REQUEST: Scale the lines from the first one through the line containing "[(157, 79)]", both included, and reproduce them in full with the requests. Multiply every coordinate in the answers by 1.4 and round each result to a whole number, rounding halves up.

STORED RECORDS:
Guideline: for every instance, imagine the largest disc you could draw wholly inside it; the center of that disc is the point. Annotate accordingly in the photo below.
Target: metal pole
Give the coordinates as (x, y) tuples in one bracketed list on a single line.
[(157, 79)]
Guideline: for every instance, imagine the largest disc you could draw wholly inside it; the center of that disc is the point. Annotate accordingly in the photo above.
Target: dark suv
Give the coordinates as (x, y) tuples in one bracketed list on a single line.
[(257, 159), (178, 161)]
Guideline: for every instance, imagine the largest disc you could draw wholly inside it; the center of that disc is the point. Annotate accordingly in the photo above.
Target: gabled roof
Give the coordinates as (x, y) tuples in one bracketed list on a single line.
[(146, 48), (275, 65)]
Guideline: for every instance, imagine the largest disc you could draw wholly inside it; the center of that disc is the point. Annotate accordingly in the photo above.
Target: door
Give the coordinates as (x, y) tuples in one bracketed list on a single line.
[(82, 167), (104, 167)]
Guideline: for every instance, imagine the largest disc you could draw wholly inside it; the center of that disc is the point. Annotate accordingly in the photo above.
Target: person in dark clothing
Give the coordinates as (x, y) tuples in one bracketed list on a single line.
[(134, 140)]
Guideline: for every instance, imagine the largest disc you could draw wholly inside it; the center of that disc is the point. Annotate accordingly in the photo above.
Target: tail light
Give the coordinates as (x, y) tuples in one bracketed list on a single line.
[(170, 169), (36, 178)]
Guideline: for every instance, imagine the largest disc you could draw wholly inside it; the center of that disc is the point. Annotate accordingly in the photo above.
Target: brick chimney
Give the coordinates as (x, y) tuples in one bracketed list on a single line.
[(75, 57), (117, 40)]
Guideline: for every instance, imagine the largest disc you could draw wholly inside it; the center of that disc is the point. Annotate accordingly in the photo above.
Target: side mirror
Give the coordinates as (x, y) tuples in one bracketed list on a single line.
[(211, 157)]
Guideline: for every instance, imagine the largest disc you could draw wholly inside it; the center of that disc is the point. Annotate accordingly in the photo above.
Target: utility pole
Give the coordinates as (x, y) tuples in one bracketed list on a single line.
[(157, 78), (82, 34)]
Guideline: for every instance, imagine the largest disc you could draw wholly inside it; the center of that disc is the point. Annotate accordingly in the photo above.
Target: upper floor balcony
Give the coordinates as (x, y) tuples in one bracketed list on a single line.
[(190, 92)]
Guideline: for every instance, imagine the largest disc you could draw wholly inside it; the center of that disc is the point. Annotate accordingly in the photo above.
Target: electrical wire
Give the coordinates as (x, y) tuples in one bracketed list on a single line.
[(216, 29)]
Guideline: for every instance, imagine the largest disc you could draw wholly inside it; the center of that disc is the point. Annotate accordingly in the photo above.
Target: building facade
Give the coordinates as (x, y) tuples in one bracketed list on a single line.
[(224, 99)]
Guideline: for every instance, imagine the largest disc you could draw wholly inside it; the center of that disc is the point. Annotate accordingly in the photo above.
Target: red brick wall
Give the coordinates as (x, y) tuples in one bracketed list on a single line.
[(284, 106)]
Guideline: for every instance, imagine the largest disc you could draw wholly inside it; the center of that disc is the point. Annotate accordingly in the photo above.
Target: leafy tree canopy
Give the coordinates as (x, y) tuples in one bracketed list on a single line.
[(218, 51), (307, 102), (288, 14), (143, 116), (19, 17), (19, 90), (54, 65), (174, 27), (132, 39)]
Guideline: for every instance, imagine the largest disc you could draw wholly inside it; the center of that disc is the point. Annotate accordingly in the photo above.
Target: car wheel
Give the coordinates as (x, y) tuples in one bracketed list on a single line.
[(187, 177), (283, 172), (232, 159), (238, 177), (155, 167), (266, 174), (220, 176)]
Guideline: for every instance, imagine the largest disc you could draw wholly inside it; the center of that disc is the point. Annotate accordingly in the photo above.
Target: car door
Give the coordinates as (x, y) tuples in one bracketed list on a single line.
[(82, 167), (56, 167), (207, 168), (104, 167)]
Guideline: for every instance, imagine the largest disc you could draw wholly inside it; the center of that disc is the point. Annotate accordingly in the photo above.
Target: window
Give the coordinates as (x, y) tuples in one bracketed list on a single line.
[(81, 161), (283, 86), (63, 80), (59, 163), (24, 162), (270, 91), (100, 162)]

SOLUTION:
Guideline: for every instance, imagine the largest disc you could draw wholly inside it; the center of that disc is the point. Annotate accordingly in the photo below.
Target: metal pole
Give the coordinates as (x, y) tuples in one bracketed list on a single line.
[(220, 111)]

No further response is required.